> What is needed
Write out the records below word for word, please.

> Data for the task
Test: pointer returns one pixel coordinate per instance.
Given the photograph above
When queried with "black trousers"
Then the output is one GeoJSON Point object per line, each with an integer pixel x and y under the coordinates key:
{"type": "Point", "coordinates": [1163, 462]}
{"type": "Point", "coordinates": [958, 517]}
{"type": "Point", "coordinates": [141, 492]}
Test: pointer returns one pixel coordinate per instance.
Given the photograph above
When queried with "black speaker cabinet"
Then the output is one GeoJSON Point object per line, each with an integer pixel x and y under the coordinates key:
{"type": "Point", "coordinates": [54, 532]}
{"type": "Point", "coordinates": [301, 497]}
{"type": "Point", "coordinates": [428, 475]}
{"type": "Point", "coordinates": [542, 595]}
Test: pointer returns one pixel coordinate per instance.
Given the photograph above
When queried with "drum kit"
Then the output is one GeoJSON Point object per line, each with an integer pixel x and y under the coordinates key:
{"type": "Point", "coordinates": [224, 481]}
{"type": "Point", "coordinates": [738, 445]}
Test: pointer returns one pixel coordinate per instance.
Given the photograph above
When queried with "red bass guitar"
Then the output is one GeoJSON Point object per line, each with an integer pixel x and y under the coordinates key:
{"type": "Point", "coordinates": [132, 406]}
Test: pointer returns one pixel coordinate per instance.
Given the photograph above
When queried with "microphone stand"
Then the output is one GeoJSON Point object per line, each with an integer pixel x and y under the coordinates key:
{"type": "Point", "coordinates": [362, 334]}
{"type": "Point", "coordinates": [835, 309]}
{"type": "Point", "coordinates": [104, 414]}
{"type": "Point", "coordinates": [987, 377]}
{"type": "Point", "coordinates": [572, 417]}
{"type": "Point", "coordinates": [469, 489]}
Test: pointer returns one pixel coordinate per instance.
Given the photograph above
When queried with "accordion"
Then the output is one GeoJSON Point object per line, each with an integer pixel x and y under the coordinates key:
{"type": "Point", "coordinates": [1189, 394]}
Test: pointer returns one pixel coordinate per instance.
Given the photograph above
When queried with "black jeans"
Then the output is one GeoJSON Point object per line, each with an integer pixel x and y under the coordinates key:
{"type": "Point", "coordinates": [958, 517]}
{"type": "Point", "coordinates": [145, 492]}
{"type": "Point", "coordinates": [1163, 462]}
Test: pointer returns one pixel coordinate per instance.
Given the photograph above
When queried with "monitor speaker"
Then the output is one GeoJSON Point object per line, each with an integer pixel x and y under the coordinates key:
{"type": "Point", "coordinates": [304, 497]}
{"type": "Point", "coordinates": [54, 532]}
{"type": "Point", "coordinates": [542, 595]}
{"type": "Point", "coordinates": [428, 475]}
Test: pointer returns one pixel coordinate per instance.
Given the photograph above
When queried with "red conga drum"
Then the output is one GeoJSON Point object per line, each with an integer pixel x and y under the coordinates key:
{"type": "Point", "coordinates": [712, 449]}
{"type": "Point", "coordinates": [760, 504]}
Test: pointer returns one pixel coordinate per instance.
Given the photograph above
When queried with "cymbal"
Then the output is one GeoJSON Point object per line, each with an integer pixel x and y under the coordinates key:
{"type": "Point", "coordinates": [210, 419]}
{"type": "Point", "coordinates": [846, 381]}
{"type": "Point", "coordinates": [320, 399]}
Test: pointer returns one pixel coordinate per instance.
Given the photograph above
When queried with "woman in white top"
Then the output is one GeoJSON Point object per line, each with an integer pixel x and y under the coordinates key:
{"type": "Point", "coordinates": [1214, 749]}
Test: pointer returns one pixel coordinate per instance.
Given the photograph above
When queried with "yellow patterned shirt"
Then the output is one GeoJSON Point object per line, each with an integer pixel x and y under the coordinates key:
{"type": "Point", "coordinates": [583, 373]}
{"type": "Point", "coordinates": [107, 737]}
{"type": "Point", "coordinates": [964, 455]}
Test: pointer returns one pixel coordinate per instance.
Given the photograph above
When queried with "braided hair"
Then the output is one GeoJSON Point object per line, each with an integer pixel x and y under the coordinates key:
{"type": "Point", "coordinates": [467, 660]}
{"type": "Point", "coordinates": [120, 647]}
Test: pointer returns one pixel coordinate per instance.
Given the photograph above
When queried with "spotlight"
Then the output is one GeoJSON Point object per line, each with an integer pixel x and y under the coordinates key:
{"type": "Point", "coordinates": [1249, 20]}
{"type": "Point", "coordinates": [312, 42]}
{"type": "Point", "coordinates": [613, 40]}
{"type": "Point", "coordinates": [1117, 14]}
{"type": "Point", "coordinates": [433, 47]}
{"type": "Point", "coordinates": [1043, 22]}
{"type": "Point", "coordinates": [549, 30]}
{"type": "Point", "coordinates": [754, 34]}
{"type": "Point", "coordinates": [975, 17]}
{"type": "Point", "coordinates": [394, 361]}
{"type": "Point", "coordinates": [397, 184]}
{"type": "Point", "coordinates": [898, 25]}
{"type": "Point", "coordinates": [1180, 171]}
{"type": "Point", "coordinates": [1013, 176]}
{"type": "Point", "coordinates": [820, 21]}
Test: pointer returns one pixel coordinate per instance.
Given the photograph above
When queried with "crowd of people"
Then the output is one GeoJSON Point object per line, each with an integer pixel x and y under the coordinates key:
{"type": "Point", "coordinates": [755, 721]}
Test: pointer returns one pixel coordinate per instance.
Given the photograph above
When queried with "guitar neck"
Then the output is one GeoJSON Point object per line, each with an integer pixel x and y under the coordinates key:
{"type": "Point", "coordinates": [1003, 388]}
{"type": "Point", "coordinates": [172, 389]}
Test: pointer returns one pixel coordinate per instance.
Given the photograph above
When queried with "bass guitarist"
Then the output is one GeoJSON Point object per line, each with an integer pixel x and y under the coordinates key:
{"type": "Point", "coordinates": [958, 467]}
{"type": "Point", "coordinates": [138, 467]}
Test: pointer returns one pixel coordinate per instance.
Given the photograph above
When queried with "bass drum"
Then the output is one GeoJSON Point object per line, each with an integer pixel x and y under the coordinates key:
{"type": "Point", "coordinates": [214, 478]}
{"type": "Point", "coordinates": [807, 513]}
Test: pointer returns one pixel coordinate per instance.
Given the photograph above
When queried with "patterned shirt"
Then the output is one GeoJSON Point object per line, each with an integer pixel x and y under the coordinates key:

> Reply
Test: pointer returns one pixel coordinate per instance.
Given the photograph above
When queried with "black trousers"
Then the output is one GeoJSON Point object per line, each with an integer pixel x and y under the coordinates key:
{"type": "Point", "coordinates": [1163, 462]}
{"type": "Point", "coordinates": [958, 517]}
{"type": "Point", "coordinates": [141, 492]}
Test: pointer returns one pixel coordinate per instance.
Given the photograph above
When queried with "black speaker cabinet"
Then the output is one GeoJSON Point object per line, each with an integer pixel x and y under the coordinates key:
{"type": "Point", "coordinates": [54, 532]}
{"type": "Point", "coordinates": [301, 497]}
{"type": "Point", "coordinates": [428, 475]}
{"type": "Point", "coordinates": [542, 595]}
Test: pointer returns one pixel coordinate per instance.
Given the photograph above
When queried with "drum kit"
Then the output is one GeoJSON Point object per line, each with an integer pixel x and y under the coordinates key:
{"type": "Point", "coordinates": [224, 481]}
{"type": "Point", "coordinates": [738, 445]}
Test: pointer returns one pixel coordinate per instance.
Given the photograph above
When queried with "red bass guitar"
Then the output is one GeoJSON Point object per line, each with an integer pixel x and y under the coordinates key:
{"type": "Point", "coordinates": [132, 406]}
Test: pointer returns one pixel coordinate per instance.
Given the photograph above
When queried with "microphone stand"
Then the output is one GeoJSON Point object per line, each with an integer pixel x and y under the coordinates key:
{"type": "Point", "coordinates": [362, 334]}
{"type": "Point", "coordinates": [835, 309]}
{"type": "Point", "coordinates": [104, 414]}
{"type": "Point", "coordinates": [987, 377]}
{"type": "Point", "coordinates": [572, 417]}
{"type": "Point", "coordinates": [469, 489]}
Test: pointer returns one pixel coordinate per instance.
Given the photograph above
When queried with "accordion"
Then the output is one GeoJSON Point object per line, each with an integer pixel x and y under the coordinates key:
{"type": "Point", "coordinates": [1189, 394]}
Test: pointer returns one pixel coordinate per instance.
Given the photograph above
When queried with "black jeans"
Then the output is one GeoJSON Point object per line, each with an integer pixel x and y under the coordinates key:
{"type": "Point", "coordinates": [958, 517]}
{"type": "Point", "coordinates": [145, 492]}
{"type": "Point", "coordinates": [1163, 462]}
Test: pointer returns one pixel coordinate per instance.
Given the photograph above
When queried with "monitor speaker"
Then the output is one GeoJSON Point object per line, each with an integer pixel x and y under the coordinates key:
{"type": "Point", "coordinates": [304, 497]}
{"type": "Point", "coordinates": [54, 532]}
{"type": "Point", "coordinates": [542, 595]}
{"type": "Point", "coordinates": [428, 475]}
Test: pointer returns one pixel coordinate per instance.
Given the photograph above
When queried with "red conga drum"
Then the output is one GeoJSON Point object per line, each with an integer pixel x and y under the coordinates key:
{"type": "Point", "coordinates": [712, 449]}
{"type": "Point", "coordinates": [760, 504]}
Test: pointer returns one pixel coordinate per instance.
Given the photograph above
When queried with "cymbal"
Then the output is one GeoJSON Point object per line, each with an integer pixel x and y under the coordinates key:
{"type": "Point", "coordinates": [210, 419]}
{"type": "Point", "coordinates": [846, 381]}
{"type": "Point", "coordinates": [320, 399]}
Test: pointer returns one pixel coordinate per instance.
Given the photograph above
When queried with "woman in white top"
Then the output is one GeoJSON Point object per line, each with an integer pixel x and y under the coordinates key:
{"type": "Point", "coordinates": [1214, 749]}
Test: pointer returns one pixel coordinate per instance.
Given the photograph above
When queried with "yellow patterned shirt"
Then the output is one GeoJSON Point object per line, each with an integer pixel x and y under the coordinates key:
{"type": "Point", "coordinates": [583, 373]}
{"type": "Point", "coordinates": [107, 737]}
{"type": "Point", "coordinates": [964, 455]}
Test: pointer returns one pixel coordinate per instance.
Given the photograph above
When queried with "braided hair"
Then the output is one GeoJSON Point object per line, each with an integer pixel x and y under the coordinates key:
{"type": "Point", "coordinates": [467, 660]}
{"type": "Point", "coordinates": [120, 647]}
Test: pointer returns one pixel coordinate per instance.
Given the photograph above
When queried with "spotlight"
Then the output is one GeoJSON Point object per line, each with an integer pixel x and y under the coordinates key:
{"type": "Point", "coordinates": [1249, 20]}
{"type": "Point", "coordinates": [312, 42]}
{"type": "Point", "coordinates": [613, 40]}
{"type": "Point", "coordinates": [1117, 14]}
{"type": "Point", "coordinates": [433, 47]}
{"type": "Point", "coordinates": [1043, 22]}
{"type": "Point", "coordinates": [549, 30]}
{"type": "Point", "coordinates": [754, 34]}
{"type": "Point", "coordinates": [975, 17]}
{"type": "Point", "coordinates": [394, 361]}
{"type": "Point", "coordinates": [397, 184]}
{"type": "Point", "coordinates": [898, 25]}
{"type": "Point", "coordinates": [1180, 171]}
{"type": "Point", "coordinates": [1013, 176]}
{"type": "Point", "coordinates": [820, 21]}
Test: pointer returns one pixel coordinate per instance.
Given the photograph above
When queried with "crowd of people"
Then the output is one GeoJSON Point object per line, each with an integer pixel x and y under the coordinates key:
{"type": "Point", "coordinates": [755, 721]}
Test: pointer returns one pixel coordinate per instance.
Given the photograph above
When queried with "guitar neck"
Then the output is one GeoJSON Point object per line, each with an integer pixel x and y under the coordinates key:
{"type": "Point", "coordinates": [1003, 388]}
{"type": "Point", "coordinates": [172, 389]}
Test: pointer returns one pixel coordinate per instance.
Given the photograph above
When queried with "bass guitarist"
Then the output is one GeoJSON Point object per line, each with an integer pixel x and y under the coordinates key:
{"type": "Point", "coordinates": [958, 467]}
{"type": "Point", "coordinates": [138, 467]}
Test: pointer returns one pixel coordinate per instance.
Given the photograph above
When queried with "bass drum"
Then the output is one GeoJSON Point object per line, each with an integer pixel x and y under the coordinates key:
{"type": "Point", "coordinates": [214, 478]}
{"type": "Point", "coordinates": [807, 513]}
Test: pointer returns one pixel coordinate per instance.
Given the photograph above
When queried with "patterned shirt"
Then the output is one GeoJSON Point object per line, each with an integer pixel x and y under the coordinates key:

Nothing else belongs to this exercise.